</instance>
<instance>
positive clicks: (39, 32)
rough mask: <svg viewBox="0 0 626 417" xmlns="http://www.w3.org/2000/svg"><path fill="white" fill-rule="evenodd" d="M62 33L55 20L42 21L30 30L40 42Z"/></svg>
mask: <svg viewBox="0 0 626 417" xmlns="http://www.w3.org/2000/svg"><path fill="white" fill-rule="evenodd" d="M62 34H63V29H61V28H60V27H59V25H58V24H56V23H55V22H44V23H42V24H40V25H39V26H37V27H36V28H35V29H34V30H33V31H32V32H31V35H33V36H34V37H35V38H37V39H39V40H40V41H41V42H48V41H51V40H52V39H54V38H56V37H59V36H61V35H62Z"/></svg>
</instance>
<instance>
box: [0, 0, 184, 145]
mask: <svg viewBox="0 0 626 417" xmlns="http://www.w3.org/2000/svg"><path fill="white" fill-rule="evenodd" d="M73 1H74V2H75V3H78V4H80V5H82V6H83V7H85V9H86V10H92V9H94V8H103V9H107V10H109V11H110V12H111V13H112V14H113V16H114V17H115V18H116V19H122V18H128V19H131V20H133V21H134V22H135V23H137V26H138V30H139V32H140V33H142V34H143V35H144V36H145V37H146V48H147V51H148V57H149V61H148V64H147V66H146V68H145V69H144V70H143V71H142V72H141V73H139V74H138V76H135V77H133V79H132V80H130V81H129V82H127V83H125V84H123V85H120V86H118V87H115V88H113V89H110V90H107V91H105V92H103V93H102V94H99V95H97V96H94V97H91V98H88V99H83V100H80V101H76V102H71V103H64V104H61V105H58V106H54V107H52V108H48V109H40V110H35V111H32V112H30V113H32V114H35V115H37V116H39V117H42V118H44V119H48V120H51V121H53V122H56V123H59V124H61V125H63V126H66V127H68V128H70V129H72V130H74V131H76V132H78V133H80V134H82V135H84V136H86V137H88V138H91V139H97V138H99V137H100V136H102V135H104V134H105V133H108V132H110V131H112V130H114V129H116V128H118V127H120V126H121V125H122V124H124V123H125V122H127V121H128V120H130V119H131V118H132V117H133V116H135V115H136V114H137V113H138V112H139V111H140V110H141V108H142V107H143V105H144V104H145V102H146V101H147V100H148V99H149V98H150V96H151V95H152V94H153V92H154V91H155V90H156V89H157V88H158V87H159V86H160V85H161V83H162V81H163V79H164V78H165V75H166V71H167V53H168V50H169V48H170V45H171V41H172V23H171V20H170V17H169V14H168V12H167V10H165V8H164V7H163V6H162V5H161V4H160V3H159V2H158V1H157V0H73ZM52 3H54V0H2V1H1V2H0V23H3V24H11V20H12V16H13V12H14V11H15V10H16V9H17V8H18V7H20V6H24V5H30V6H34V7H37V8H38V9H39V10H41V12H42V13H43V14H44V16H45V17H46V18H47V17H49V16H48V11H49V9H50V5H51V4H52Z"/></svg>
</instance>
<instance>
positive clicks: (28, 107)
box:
━━━━━━━━━━
• [Task to complete]
Among the lines above, list those that contain the word "positive".

• [Task response]
positive clicks: (39, 32)
positive clicks: (28, 107)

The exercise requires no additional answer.